(MATERIALS PROVIDED Opens)
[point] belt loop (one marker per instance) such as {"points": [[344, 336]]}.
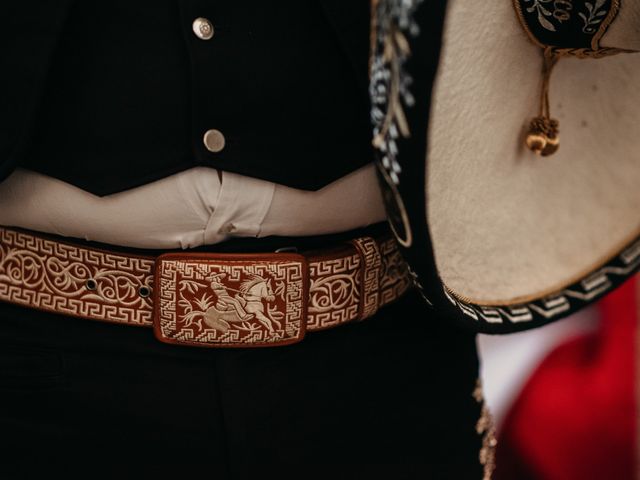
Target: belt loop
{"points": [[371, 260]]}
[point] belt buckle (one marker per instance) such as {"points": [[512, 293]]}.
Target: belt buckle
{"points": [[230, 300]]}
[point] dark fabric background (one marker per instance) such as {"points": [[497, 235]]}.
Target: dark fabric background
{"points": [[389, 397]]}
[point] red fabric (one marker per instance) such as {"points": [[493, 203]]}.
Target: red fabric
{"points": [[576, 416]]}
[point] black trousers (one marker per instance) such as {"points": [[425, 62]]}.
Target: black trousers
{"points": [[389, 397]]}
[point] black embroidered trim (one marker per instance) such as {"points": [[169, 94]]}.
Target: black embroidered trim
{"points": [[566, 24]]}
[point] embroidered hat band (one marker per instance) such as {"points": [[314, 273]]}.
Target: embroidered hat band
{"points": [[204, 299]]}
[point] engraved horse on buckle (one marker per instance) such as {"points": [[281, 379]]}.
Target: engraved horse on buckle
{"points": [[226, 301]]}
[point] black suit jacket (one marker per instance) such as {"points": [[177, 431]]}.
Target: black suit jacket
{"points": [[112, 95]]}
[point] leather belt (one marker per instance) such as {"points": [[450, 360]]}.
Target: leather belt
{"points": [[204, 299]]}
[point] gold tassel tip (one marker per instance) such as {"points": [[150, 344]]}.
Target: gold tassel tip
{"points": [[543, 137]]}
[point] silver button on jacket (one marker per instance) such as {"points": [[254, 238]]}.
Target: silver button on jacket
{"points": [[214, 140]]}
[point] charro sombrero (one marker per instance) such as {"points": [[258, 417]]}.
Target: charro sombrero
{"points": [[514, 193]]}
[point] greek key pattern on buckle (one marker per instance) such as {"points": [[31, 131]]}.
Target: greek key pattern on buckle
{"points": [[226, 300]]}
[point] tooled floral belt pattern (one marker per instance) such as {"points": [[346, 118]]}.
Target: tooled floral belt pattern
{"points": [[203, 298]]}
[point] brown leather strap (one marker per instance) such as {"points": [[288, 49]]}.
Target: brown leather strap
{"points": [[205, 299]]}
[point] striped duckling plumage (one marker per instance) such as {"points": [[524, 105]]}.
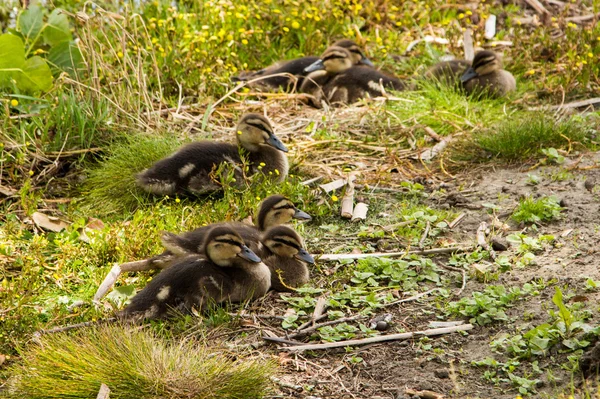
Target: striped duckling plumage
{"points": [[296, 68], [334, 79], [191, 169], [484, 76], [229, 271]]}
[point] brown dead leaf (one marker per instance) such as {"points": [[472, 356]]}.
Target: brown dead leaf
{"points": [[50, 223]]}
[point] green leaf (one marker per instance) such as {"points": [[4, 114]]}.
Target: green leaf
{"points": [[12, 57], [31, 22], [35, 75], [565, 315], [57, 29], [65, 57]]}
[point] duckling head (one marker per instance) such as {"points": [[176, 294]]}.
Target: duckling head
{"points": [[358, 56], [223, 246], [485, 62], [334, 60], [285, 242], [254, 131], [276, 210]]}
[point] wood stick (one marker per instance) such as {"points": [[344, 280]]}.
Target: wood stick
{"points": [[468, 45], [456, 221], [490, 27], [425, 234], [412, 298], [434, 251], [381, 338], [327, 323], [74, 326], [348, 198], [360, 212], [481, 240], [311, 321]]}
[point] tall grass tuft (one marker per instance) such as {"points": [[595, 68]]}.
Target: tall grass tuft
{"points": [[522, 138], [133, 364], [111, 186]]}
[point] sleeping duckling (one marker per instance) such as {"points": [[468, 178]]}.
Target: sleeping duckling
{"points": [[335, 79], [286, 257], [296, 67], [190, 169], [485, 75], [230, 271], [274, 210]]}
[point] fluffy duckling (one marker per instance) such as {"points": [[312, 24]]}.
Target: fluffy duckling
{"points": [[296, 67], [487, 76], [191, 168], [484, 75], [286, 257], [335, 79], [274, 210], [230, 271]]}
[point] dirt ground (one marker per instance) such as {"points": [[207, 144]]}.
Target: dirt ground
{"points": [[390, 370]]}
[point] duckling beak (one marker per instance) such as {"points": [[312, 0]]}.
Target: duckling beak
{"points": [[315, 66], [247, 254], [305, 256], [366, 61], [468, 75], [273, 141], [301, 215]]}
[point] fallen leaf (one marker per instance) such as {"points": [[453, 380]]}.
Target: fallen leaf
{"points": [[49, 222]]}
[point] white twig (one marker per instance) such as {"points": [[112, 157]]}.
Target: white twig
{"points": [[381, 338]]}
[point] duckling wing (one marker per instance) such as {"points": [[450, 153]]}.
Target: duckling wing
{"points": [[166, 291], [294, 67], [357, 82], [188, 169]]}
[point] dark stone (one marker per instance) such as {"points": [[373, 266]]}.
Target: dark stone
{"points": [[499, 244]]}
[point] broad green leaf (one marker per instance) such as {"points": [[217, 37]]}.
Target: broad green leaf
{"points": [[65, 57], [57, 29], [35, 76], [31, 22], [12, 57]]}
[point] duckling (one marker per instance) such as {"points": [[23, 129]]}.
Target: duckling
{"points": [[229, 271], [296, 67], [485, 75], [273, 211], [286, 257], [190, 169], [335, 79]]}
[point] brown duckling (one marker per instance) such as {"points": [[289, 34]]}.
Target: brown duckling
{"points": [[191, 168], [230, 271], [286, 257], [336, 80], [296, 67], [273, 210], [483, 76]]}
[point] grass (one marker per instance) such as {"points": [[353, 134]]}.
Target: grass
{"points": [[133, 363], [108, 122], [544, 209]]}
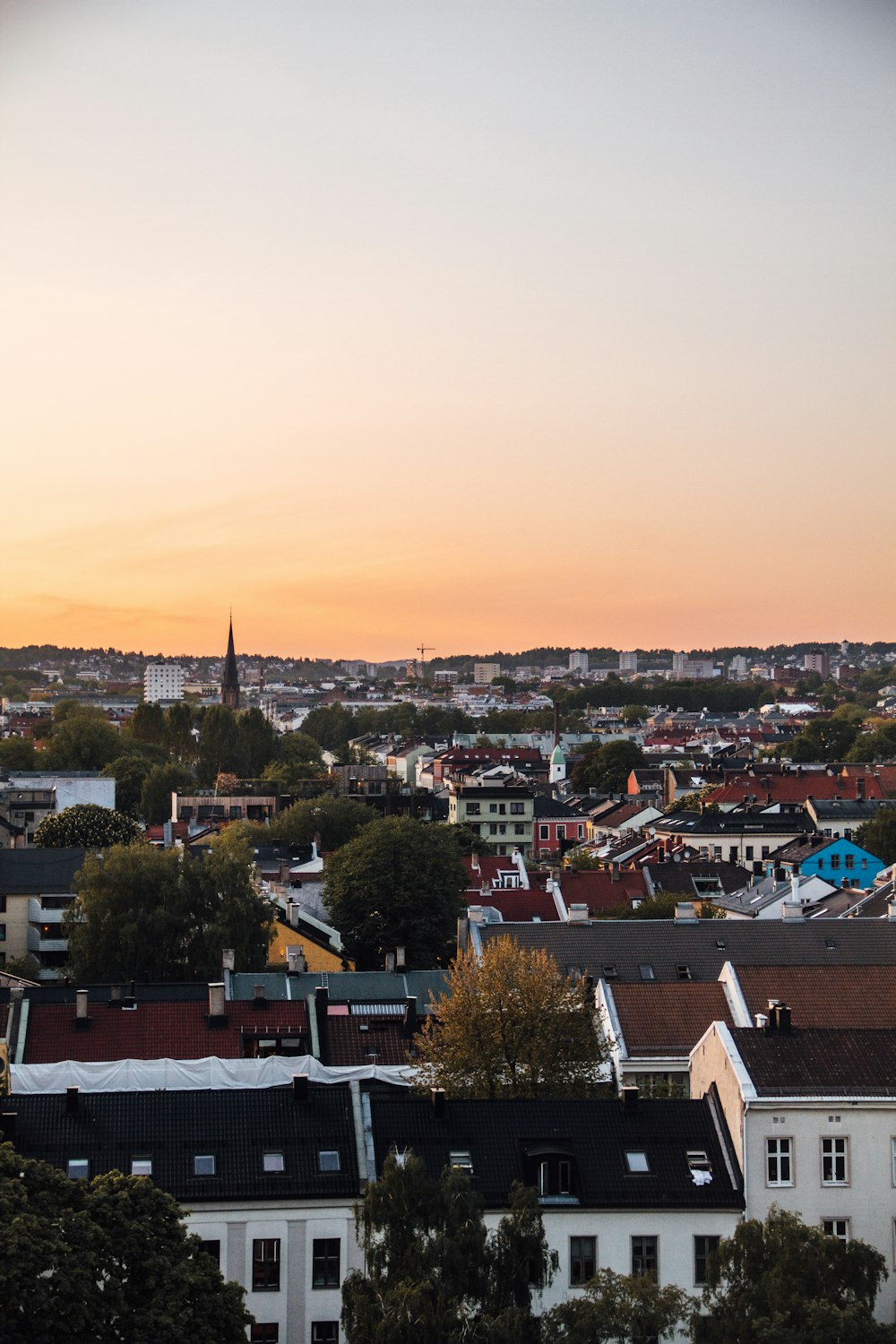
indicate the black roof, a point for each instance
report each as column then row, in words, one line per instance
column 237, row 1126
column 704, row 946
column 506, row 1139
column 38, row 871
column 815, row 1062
(MATERIALS PROVIDED Closes)
▸ YOUR ASSIGNMENT
Beginning with the first line of the entries above, repeat each line word for word until the line with "[point] gold tassel" has been given too. Omit the pictures.

▸ RESPONSE AREA
[point] belt loop (one marker per instance) such as {"points": [[344, 336]]}.
Target: belt loop
{"points": [[371, 260]]}
[point] belt buckle (one marker per instance) such as {"points": [[512, 293]]}.
Target: belt buckle
{"points": [[230, 300]]}
[point] dark fabric background (one marker per instance) such as {"points": [[497, 235]]}.
Target: dark fabric background
{"points": [[389, 397]]}
[point] red fabric (one marker per instance) such as {"points": [[493, 203]]}.
Target: red fabric
{"points": [[576, 416]]}
[point] black trousers (one marker per instance) such as {"points": [[425, 62]]}.
Target: black trousers
{"points": [[389, 397]]}
[point] black embroidered trim (one marker per instance) such as {"points": [[169, 94]]}.
Target: black embroidered trim
{"points": [[566, 24]]}
[point] embroidered hat band (one marker per instance) such as {"points": [[314, 273]]}.
Target: embroidered hat band
{"points": [[204, 299]]}
[point] engraved horse on buckle (one marker per instance) such as {"points": [[281, 379]]}.
Target: engraved horse on buckle
{"points": [[226, 301]]}
[point] black suit jacket (one marker per instance) such as {"points": [[177, 431]]}.
Target: black suit jacket
{"points": [[112, 95]]}
[point] leather belt (one marker per instance) such as {"points": [[450, 360]]}.
Target: leather belt
{"points": [[204, 299]]}
[point] gold tassel tip (one marker per instance) such as {"points": [[150, 344]]}.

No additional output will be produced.